Stored data:
☆ ☆ ☆
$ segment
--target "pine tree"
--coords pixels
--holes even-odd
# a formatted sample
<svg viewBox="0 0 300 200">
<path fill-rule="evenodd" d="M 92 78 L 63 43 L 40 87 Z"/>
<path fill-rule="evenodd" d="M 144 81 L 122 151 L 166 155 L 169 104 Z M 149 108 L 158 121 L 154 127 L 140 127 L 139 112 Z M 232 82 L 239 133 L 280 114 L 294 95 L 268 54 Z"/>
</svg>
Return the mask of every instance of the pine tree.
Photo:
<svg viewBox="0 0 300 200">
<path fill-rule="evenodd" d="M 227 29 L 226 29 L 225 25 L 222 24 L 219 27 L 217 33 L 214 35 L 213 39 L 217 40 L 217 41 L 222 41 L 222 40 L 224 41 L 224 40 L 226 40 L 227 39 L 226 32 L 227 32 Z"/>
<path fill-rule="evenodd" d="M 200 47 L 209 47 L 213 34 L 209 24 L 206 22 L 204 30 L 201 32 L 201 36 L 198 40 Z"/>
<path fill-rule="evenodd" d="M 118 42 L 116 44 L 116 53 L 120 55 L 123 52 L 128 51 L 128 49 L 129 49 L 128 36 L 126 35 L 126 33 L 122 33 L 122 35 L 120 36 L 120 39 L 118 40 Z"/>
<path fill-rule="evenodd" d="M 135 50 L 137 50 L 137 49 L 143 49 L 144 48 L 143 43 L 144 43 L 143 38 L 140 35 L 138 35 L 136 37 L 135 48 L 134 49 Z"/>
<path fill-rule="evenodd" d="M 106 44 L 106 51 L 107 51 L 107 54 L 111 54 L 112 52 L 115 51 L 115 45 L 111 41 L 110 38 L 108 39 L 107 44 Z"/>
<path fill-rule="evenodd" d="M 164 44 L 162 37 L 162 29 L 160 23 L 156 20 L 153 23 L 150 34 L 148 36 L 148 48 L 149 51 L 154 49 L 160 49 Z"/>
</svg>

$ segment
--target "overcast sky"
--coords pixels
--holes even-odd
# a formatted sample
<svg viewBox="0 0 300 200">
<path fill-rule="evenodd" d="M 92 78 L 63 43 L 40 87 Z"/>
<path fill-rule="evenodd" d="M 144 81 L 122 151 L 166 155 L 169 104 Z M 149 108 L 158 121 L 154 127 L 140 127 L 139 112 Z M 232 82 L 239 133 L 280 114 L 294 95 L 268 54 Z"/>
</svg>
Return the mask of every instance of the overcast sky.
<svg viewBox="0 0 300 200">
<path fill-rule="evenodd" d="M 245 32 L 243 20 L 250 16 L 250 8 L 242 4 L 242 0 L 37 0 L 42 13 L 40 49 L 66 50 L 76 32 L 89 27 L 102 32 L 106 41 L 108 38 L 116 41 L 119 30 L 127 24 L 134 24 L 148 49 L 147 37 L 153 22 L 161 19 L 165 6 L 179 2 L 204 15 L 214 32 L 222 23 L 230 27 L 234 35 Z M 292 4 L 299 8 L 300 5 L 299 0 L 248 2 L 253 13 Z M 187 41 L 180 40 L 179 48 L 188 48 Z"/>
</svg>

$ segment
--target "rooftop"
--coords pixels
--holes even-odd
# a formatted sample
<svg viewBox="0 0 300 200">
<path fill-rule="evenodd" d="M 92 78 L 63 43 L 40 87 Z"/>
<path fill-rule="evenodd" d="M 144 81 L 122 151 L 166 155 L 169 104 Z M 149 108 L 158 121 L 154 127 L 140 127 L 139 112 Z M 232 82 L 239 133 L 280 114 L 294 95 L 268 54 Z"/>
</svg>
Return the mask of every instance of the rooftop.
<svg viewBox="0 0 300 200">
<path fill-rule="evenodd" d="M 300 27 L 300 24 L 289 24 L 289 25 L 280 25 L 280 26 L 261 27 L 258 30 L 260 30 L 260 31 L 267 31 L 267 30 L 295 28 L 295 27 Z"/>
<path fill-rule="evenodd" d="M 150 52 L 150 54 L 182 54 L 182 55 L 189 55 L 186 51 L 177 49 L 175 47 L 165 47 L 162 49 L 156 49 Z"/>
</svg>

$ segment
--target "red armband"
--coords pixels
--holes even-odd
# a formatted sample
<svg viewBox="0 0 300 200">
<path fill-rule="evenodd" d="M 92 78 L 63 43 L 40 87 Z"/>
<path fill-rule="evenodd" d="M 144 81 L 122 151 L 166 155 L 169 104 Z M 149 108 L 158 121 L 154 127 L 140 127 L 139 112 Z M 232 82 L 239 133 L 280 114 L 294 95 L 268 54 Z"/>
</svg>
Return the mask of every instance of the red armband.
☆ ☆ ☆
The lines from the start of the entries above through the line containing "Return the mask of every instance of the pine" are the ones to return, please; copy them exactly and include both ends.

$ segment
--target "pine tree"
--coords pixels
--holes even-odd
# a formatted sample
<svg viewBox="0 0 300 200">
<path fill-rule="evenodd" d="M 92 78 L 63 43 L 40 87 Z"/>
<path fill-rule="evenodd" d="M 144 81 L 122 151 L 166 155 L 169 104 Z M 149 108 L 158 121 L 154 127 L 140 127 L 139 112 Z M 232 82 L 239 133 L 280 114 L 294 95 L 268 54 Z"/>
</svg>
Return the mask of every instance of the pine tree.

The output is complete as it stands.